(Point labeling examples)
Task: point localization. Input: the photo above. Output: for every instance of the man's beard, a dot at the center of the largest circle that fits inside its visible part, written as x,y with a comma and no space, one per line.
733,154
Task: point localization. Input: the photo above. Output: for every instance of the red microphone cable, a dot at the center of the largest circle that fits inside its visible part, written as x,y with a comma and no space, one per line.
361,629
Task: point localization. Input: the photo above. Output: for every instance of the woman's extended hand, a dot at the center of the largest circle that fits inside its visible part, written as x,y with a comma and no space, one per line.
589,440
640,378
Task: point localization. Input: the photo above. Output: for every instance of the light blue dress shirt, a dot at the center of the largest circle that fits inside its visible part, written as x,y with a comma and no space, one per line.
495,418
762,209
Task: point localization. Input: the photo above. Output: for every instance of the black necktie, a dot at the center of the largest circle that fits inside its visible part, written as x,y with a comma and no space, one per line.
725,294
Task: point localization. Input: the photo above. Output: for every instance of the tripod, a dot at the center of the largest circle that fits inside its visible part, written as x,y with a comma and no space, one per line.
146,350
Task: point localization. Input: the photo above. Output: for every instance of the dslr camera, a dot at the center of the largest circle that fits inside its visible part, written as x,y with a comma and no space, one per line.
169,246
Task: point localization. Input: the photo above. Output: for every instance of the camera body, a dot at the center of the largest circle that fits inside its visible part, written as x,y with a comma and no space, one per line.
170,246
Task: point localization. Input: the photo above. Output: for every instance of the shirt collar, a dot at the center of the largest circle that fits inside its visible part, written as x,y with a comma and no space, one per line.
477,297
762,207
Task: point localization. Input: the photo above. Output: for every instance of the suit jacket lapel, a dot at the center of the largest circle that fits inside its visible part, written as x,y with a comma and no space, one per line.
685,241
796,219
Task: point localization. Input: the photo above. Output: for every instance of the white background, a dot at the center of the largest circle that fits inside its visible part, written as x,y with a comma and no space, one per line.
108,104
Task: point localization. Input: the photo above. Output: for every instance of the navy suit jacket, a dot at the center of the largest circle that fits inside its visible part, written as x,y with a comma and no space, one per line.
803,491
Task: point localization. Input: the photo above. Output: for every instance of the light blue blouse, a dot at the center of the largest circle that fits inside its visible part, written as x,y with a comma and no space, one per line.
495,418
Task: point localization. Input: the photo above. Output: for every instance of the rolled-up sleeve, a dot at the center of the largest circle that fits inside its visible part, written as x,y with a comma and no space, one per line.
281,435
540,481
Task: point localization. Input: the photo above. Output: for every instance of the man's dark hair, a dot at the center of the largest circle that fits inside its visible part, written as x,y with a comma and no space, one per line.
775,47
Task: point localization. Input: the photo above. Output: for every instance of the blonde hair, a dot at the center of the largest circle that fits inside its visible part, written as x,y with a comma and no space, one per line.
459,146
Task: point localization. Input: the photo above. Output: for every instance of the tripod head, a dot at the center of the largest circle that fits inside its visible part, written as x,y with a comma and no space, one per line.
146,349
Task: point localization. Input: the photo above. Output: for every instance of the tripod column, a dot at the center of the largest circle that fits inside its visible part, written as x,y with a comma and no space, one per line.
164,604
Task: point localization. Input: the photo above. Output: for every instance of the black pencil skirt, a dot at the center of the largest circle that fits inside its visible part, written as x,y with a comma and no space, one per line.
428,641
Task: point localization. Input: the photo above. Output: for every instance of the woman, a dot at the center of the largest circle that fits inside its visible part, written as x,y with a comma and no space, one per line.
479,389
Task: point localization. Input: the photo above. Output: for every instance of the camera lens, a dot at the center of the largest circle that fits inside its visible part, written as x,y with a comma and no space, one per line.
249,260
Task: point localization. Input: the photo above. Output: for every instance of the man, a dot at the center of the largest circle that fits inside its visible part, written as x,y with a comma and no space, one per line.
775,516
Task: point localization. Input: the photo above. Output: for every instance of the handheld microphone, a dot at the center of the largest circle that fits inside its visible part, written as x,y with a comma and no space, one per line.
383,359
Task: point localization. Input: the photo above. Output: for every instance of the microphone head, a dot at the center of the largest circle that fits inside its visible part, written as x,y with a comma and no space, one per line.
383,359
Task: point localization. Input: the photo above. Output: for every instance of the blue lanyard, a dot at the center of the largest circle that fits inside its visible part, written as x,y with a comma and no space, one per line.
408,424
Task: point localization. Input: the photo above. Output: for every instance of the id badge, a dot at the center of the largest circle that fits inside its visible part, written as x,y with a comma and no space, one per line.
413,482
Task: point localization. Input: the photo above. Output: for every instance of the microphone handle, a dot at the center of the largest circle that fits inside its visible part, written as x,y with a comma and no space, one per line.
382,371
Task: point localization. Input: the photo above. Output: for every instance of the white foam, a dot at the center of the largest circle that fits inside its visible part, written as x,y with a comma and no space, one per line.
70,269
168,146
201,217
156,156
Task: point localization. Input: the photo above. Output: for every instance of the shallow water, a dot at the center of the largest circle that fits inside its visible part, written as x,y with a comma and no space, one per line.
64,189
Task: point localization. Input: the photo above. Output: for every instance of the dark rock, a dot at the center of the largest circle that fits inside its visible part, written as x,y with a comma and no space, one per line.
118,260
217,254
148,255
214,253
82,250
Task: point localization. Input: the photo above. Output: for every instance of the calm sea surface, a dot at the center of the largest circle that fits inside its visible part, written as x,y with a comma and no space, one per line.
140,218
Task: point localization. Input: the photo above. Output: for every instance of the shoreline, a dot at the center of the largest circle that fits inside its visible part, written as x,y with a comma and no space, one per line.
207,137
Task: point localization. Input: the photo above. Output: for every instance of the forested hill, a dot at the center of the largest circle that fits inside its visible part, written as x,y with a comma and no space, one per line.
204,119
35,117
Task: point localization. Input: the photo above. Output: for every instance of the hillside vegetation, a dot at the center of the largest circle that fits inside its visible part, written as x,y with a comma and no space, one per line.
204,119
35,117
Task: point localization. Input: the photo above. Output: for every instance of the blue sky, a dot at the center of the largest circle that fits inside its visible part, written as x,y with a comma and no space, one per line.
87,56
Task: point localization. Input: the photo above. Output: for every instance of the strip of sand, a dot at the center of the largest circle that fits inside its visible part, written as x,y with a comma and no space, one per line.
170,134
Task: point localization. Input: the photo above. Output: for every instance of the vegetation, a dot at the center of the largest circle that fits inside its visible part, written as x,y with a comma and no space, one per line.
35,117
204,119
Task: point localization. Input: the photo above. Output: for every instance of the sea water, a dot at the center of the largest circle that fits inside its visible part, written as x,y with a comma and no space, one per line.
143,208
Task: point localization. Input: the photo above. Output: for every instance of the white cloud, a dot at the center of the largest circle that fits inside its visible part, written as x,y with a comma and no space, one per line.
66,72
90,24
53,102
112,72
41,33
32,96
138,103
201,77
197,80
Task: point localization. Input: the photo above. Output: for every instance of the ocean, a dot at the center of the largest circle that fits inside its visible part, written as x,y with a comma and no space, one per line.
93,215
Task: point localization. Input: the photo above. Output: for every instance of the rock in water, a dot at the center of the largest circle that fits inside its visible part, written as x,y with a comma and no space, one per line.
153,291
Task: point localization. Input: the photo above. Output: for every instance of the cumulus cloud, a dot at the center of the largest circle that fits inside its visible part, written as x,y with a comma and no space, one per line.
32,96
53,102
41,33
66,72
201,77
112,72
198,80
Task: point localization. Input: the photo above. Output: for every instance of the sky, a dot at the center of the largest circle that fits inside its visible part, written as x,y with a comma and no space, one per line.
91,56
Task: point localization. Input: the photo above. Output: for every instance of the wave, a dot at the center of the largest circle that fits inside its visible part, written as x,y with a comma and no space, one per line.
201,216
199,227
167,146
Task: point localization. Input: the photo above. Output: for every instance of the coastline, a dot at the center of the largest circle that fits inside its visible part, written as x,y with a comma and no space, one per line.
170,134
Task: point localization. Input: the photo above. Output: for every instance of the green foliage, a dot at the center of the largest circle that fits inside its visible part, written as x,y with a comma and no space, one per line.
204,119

## [Task prompt]
Reproduce the lines from the one containing "the wave, a" through the end of the lines above, including both ends.

## [Right answer]
Task: point localization. Input: the photo above. Output: for every instance of the wave, a dot at the center of the largest circle that fits inside its visible part, written as x,y with a comma and no space, one per line.
201,216
199,227
167,146
Task: point localization. Input: the photo above. Output: for every instance of the coastline, a dot at the center of the largest circle that fits inside its visible part, written as x,y with a comma and no space, one per line.
170,134
Task: point localization. Input: the photo above. Output: for every instance of the green foliage, a dot at the center of the largest circle that fits inside its visible part, written as x,y with a comma and no space, one per line.
204,119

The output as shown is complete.